Ensemble de tâches ▸
[a] Dans l'extrait sur la morale des anciens, relevez toutes les questions qui contiennent la formule « qui est-ce qui », en les citant en entier.
[b] Répondez à ces questions d'après l'extrait sur la morale des anciens :
(i) De qui l'auteur tient-il le fait qu'il raconte ?
(ii) Que promit-on à celui des prisonniers qui consentirait à pendre ses camarades ?
(iii) À quoi étaient asservis, dans les premiers temps, les hommes qui se sont distingués par les actions les plus surprenantes ?
[c] Poursuivez l'extrait sur la morale des anciens à partir de sa dernière phrase.

Extrait fourni ▸
____

Avant que d'entrer dans quelques détails sur cet écrit, qu'on peut
analyser en peu de mots, il faut que je jette un coup d' œil sur la morale des
anciens, et sur les progrès successifs de cette science importante. Tout ce
qu'elle a de plus élevé, de plus profond, les anciens l'avaient dit, mais
sans liaison : ce n'était point le résultat de la méditation qui pose des
principes, et qui en tire des conséquences; c'étaient les élans isolés et
brusques d'âmes fortes et grandes. Qui est-ce qui inspirait au Caraïbe de se
précipiter au milieu des flots en courroux, pour ravir à la mort des européens
naufragés sur ses côtes et prêts à périr ? Lorsque ces malheureux sont
prosternés tremblants aux genoux de leurs ennemis, qui est-ce qui fit dire au
cacique : « Relevez-vous, ne craignez rien, etc.» ? Le fait que je vais
raconter, je le tiens d'un missionnaire de Cayenne, témoin oculaire. Plusieurs
nègres marrons avaient été pris, et il n'y avait point de bourreau pour les
exécuter. On promit la vie à celui d'entre eux qui consentirait à pendre ses
camarades, c'est-à-dire au plus méchant. Aucun n'acceptant la proposition, un
colon commande à un de ses nègres de les pendre, sous peine d'être pendu
lui-même. Ce nègre demande à passer un moment dans sa cabane, comme pour se
préparer à obéir à l'ordre qu'il a reçu : là, il saisit une hache, s'abat le
poignet, reparaît; et présentant à son maître un bras mutilé, dont le sang
ruisselait : « A présent, lui dit-il, fais-moi pendre mes camarades ! » Qui
est-ce qui a placé ce sentiment héroïque dans l'âme d'un esclave ? Est-ce l'étude, est-ce la réflexion ? Est-ce la connaissance approfondie des devoirs ?
Nullement.
Dans les premiers temps, les hommes qui se sont distingués par les
actions les plus surprenantes, étaient asservis aux plus grossiers préjugés.

____

[Enregistrements d'annotation par points]
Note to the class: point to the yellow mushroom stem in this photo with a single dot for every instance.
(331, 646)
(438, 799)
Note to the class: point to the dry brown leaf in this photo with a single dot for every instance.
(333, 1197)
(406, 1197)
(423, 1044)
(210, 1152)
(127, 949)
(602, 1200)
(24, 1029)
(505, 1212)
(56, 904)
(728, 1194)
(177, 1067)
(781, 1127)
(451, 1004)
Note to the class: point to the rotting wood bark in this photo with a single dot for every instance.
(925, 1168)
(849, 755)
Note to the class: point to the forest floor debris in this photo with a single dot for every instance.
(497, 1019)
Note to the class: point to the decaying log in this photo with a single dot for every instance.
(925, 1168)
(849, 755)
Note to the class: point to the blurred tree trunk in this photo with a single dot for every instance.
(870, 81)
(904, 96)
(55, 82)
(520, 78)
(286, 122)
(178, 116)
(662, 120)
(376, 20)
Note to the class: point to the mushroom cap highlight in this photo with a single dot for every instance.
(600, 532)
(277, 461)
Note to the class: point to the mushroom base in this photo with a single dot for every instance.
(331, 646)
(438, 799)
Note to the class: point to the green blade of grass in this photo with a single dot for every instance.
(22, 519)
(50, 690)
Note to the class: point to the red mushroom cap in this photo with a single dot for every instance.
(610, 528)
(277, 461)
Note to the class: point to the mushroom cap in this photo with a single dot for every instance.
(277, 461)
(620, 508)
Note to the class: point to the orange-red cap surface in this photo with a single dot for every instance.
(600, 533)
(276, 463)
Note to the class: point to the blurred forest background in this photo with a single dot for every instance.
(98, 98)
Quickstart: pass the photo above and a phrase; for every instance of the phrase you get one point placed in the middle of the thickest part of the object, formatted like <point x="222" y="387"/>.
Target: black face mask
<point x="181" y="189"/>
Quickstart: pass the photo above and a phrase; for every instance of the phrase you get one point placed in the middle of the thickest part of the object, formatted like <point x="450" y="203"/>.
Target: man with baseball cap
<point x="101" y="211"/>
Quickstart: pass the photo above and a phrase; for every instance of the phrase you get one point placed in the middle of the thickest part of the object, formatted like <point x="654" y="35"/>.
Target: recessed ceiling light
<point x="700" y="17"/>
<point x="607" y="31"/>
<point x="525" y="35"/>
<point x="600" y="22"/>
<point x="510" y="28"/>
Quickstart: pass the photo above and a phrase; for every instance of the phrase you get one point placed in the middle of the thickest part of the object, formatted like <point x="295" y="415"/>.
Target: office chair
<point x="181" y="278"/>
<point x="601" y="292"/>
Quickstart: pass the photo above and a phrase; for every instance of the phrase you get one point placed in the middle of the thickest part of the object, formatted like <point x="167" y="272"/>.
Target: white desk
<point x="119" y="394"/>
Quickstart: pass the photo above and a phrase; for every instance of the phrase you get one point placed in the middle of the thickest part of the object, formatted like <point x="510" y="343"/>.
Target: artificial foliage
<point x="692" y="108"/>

____

Réponses rédigées ▸
[a]
1. « Qui est-ce qui inspirait au Caraïbe de se précipiter au milieu des flots en courroux, pour ravir à la mort des européens naufragés sur ses côtes et prêts à périr ? »
2. « Lorsque ces malheureux sont prosternés tremblants aux genoux de leurs ennemis, qui est-ce qui fit dire au cacique : « Relevez-vous, ne craignez rien, etc.» ? »
3. « Qui est-ce qui a placé ce sentiment héroïque dans l'âme d'un esclave ? »

[b]
(i) D'un missionnaire de Cayenne, témoin oculaire.
(ii) La vie.
(iii) Aux plus grossiers préjugés.

[c]
Le rêve d' une vieille femme avait peut-être mis les armes à la main au brave
cacique qu'on vient d'entendre parler si fièrement à ses ennemis. Un autre
cacique leur eût peut-être impitoyablement cassé la tête. Il n' y a pas de
science plus évidente et plus simple que la morale pour l'ignorant : il n'y
en a pas de plus épineuse et de plus obscure pour le savant. C'est peut-être
la seule où l'on ait tiré les corollaires les plus vrais, les plus éloignés et
les plus hardis, avant que d'avoir posé des principes. Pourquoi cela ? C'est
qu'il y a des héros, longtemps avant qu'il y ait des raisonneurs. C'est le
loisir qui fait les uns; c'est la circonstance qui fait les autres : le
raisonneur se forme dans les écoles, qui s'ouvrent tard; le héros naît dans
les périls, qui sont de tous temps. La morale est en action dans ceux-ci,
comme elle est en maximes dans les poètes : la maxime est sortie de la tête du
poète, comme Minerve de la tête de Jupiter... Souvent il faudrait un long
discours au philosophe pour démontrer ce que l'homme du peuple sent
subitement.
Qu'est-ce que le bonheur ? Ce n'est pas une question à résoudre
au jugement de la multitude. Qu'est-ce que la multitude ? Un troupeau d'esclaves. Pour être heureux, il faut être libre : le bonheur n'est pas fait
pour celui qui a d'autres maîtres que son devoir. - Mais le devoir n'est-il pas
impérieux ? Et s'il faut que je serve, qu'importe sous quel maître ! - Il
importe beaucoup : le devoir est un maître dont on ne saurait s'affranchir
sans tomber dans le malheur; c'est avec la chaîne du devoir, qu'on brise
toutes les autres.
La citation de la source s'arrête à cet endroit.